**Text shown**.
------

[Mesa-users] Experience with Docker Container and r 11554
Ian Foley
ifoley2008 at gmail.com
Mon Apr 15 04:31:07 EDT 2019
Hi Rob. Thanks for your input. I will investigate using C-based syscall’s.
I have already switched to following Michael’s suggestion but using execute
command line to create the output as a text file. In the meantime, this
routine is working well and helping a lot. I have wondered about a generic
solution since I have no idea how universal "free" and "proc/meminfo" is to
other unix o/s.
Kind regards
Ian
On Mon, 15 Apr 2019 at 17:48, Rob Farmer <r.j.farmer at uva.nl> wrote:
> Hi Ian,
>
> Thanks for the suggestion, while i think about what is the best way for
> MESA to do this, you would probably want to consider Micheal's suggestion
> of reading /proc/meminfo over using execute_command_line(). The issue with
> execute_command_line is that it calls fork() which can lead to memory
> exhaustion, depending on how much you can overcommit your memory. See some
> of the previous mesa-user issues when we called the shell's mv and mkdir
> via execute_command_line. As such we stopped using execute_command_line()
> in MESA and switched to a c-based syscall interface to call mv and mkdir.
>
> Rob
>
> On Mon, 15 Apr 2019 at 00:45, Ian Foley via Mesa-users <
> mesa-users at lists.mesastar.org> wrote:
>
>> Thanks Michael!
>>
>> Ian
>>
>>
>> On Mon, 15 Apr 2019 at 08:21, Michael Ashley <m.ashley at unsw.edu.au>
>> wrote:
>>
>>> Hi Ian,
>>>
>>> Another way of obtaining the amount of free memory on a Linux system is
>>> to read the file /proc/meminfo.
>>>
>>> If you use the "free" command, note the "-t" switch which calculates the
>>> total for you.
>>>
>>> Regards, Michael
>>>
>>> On Mon, Apr 15, 2019 at 07:41:28AM +1000, Ian Foley via Mesa-users wrote:
>>> > Hi,
>>> >
>>> > I thought it might be valuable for those users using MESA on limited
>>> memory
>>> > computers for those using r 11554. My computer has 8GB RAM and I am
>>> also using
>>> > the docker container on Windows 10 Professional. This release of MESA
>>> adds
>>> > additional EOS data files and these can test available memory to the
>>> limit and
>>> > can be turned off if necessary. But I wanted to use them if possible.

------

**Dataset rows**.
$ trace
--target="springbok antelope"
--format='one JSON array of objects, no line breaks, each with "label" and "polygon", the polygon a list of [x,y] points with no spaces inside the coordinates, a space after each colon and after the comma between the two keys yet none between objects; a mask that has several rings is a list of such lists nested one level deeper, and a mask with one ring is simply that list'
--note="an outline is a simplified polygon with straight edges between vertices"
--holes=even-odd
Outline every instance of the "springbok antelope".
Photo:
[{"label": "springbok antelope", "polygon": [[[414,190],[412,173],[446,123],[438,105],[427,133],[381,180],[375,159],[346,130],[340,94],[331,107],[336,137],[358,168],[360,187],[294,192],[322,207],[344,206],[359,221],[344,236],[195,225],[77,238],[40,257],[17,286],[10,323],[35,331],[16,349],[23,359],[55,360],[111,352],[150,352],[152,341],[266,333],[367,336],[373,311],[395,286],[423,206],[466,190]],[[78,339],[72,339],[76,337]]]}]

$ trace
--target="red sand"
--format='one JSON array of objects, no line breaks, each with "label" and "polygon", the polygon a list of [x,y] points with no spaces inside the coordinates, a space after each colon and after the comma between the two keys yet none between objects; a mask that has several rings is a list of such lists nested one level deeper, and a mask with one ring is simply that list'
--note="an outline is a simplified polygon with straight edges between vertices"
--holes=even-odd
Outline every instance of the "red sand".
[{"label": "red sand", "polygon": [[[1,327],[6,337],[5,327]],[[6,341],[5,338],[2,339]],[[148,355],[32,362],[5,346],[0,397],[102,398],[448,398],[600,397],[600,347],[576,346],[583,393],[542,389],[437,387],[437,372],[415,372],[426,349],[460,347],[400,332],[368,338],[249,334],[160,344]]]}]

------

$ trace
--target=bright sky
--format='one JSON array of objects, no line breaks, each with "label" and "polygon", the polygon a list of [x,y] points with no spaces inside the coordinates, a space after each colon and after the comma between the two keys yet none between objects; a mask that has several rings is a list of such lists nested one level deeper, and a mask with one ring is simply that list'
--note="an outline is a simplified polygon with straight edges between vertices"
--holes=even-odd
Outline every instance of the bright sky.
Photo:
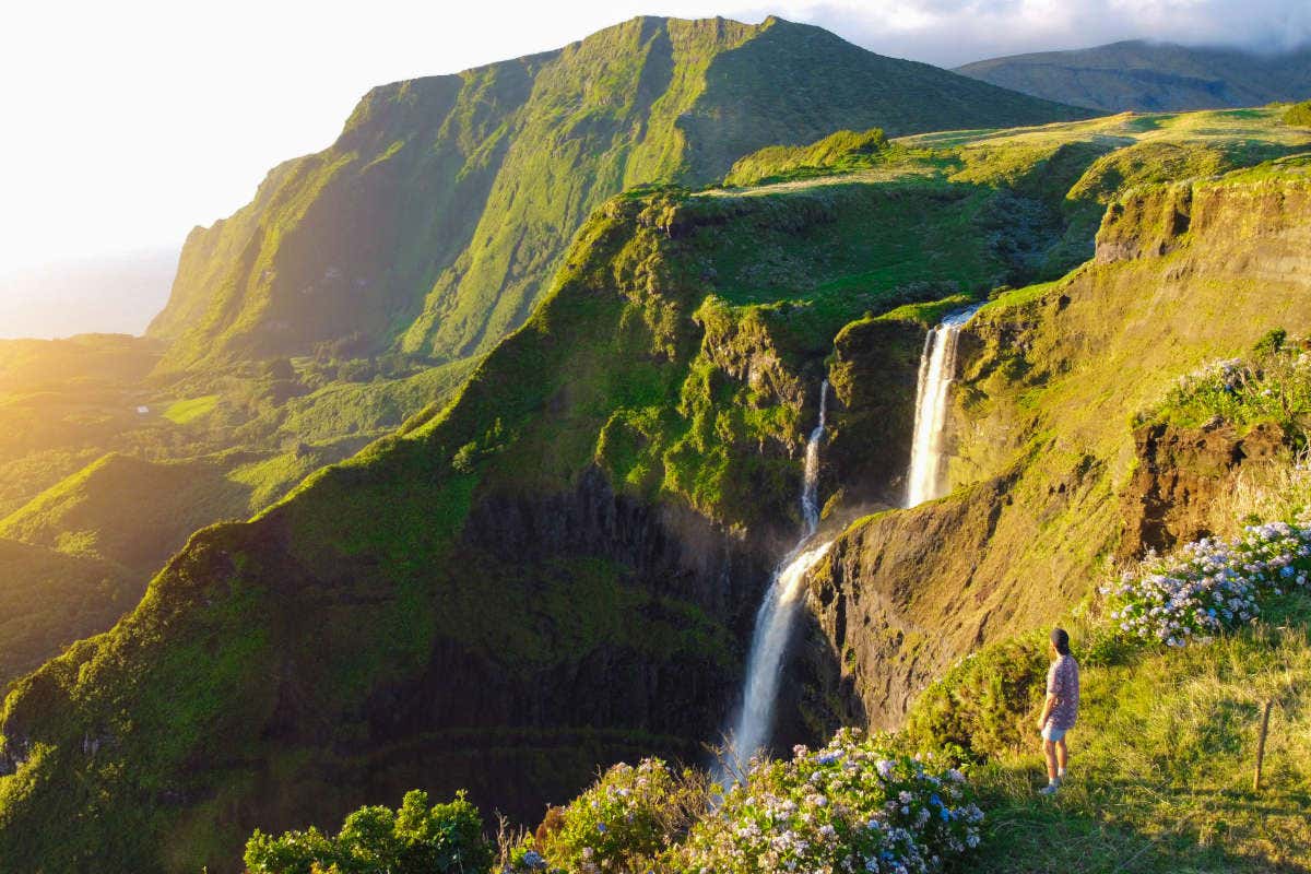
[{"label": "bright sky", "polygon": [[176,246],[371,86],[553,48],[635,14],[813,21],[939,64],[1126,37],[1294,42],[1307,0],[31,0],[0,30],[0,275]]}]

------

**Problems to work on**.
1. Translate this sentence from the MESA memory thread into Spanish: "Another way of obtaining the amount of free memory on a Linux system is to read the file /proc/meminfo."
2. Continue the MESA memory thread from its last line, in its same style.
The material in the two blocks of records is separate from the MESA memory thread.

**Answers for the tasks**.
1. Otra forma de obtener la cantidad de memoria libre en un sistema Linux es leer el archivo /proc/meminfo.

2.
>>> >
>>> > This release of MESA adds the inlist
>>> "num_steps_for_garbage_collection" which
>>> > defaults to 1000 and is useful to remove EOS data which is no longer
>>> needed and
>>> > taking up too much memory. The problem is that it can happen that the
>>> added EOS
>>> > data files can total near to 1 GB within 100 steps. If we set garbage
>>> > collection to occur every 100 steps it makes a significant performance
>>> hit as
>>> > the re-allocation of large EOS data files takes time. It is also true
>>> that much
>>> > of the evolution does not require a big jump in EOS data.
>>> >
>>> > Much better would be to track free memory and activate garbage
>>> collection when
>>> > it gets to < 1GB. The code below which can be added to run_star_extras
>>> achieves
>>> > this and I have found it very useful.
>>> >
>>> > ! For version 10398 and onwards
>>> > ! For version 11554 onwards there is an inlist to do garbage
>>> > collection. Default 1000 models.
>>> > ! However, this is fixed setting and will often lead to extra
>>> cost
>>> > when doing the garbage
>>> > ! collection. So now we track memory and only do garbage
>>> collection
>>> > when memory is less than
>>> > ! a certain minimum. This routine will free all the eos
>>> memory then
>>> > re-initialize it,
>>> > ! when mesa takes the next step it will reload only the eos
>>> data mesa
>>> > needs then.
>>> > ! Garbage collection code courtesy of Rob Farmer, 18 April
>>> 2018
>>> >
>>> > if (mod(s% model_number,100)==0) then
>>> > write(*,*) 'Process id ',getpid()
>>> > write(*,*) 'Output from Linux free command'
>>> > call execute_command_line('free >memory.txt')
>>> > call execute_command_line('free')
>>> > open(100,file='memory.txt',status='old',iostat=ierr)
>>> > read(100,*) string3
>>> > read(100,'(a8,6i12)') string1,int1, int2, int3, int4, int5,
>>> int6
>>> > read(100,'(a7,3i12)') string2,int7, int8, int9
>>> > close(100)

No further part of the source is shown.